▸ **Instructions for the task**
Arrange every line of the material below as a Markdown table with the columns "Row" and "Line," numbering the rows in order and omitting blank lines.

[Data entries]

--

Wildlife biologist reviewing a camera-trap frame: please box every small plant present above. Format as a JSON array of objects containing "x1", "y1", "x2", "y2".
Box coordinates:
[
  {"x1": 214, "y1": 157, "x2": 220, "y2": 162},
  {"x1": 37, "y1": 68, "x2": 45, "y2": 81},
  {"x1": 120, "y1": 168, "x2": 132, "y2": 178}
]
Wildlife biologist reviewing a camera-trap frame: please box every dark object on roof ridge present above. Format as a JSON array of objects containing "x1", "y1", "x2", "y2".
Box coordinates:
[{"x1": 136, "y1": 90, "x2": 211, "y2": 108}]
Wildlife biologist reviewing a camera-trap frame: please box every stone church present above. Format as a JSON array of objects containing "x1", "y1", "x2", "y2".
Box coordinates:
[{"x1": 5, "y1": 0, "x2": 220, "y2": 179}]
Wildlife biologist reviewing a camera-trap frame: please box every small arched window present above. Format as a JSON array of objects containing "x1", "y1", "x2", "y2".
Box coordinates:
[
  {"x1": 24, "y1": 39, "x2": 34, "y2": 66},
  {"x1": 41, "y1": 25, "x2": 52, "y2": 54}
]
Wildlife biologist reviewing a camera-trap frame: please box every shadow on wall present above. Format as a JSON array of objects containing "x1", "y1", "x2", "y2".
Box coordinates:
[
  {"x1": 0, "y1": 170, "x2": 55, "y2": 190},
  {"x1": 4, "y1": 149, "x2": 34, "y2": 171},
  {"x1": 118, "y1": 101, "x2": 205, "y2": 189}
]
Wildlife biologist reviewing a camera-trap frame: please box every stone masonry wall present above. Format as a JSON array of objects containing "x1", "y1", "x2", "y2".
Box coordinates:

--

▸ **Exercise response**
| Row | Line |
|---|---|
| 1 | Wildlife biologist reviewing a camera-trap frame: please box every small plant present above. Format as a JSON array of objects containing "x1", "y1", "x2", "y2". |
| 2 | Box coordinates: |
| 3 | [ |
| 4 |   {"x1": 214, "y1": 157, "x2": 220, "y2": 162}, |
| 5 |   {"x1": 37, "y1": 68, "x2": 45, "y2": 81}, |
| 6 |   {"x1": 120, "y1": 168, "x2": 132, "y2": 178} |
| 7 | ] |
| 8 | Wildlife biologist reviewing a camera-trap frame: please box every dark object on roof ridge present above. Format as a JSON array of objects containing "x1", "y1", "x2", "y2". |
| 9 | Box coordinates: |
| 10 | [{"x1": 136, "y1": 90, "x2": 211, "y2": 108}] |
| 11 | Wildlife biologist reviewing a camera-trap frame: please box every stone church present above. Format as a JSON array of objects containing "x1", "y1", "x2", "y2". |
| 12 | Box coordinates: |
| 13 | [{"x1": 5, "y1": 0, "x2": 220, "y2": 179}] |
| 14 | Wildlife biologist reviewing a camera-trap frame: please box every small arched window present above. Format as a JSON array of objects containing "x1", "y1", "x2", "y2". |
| 15 | Box coordinates: |
| 16 | [ |
| 17 |   {"x1": 24, "y1": 39, "x2": 34, "y2": 66}, |
| 18 |   {"x1": 41, "y1": 25, "x2": 52, "y2": 54} |
| 19 | ] |
| 20 | Wildlife biologist reviewing a camera-trap frame: please box every shadow on wall present above. Format as a JSON array of objects containing "x1", "y1", "x2", "y2". |
| 21 | Box coordinates: |
| 22 | [ |
| 23 |   {"x1": 0, "y1": 170, "x2": 55, "y2": 190}, |
| 24 |   {"x1": 4, "y1": 149, "x2": 34, "y2": 171}, |
| 25 |   {"x1": 118, "y1": 101, "x2": 205, "y2": 189} |
| 26 | ] |
| 27 | Wildlife biologist reviewing a camera-trap frame: please box every stone masonry wall present above. Format as a JSON array of objects containing "x1", "y1", "x2", "y2". |
| 28 | Box coordinates: |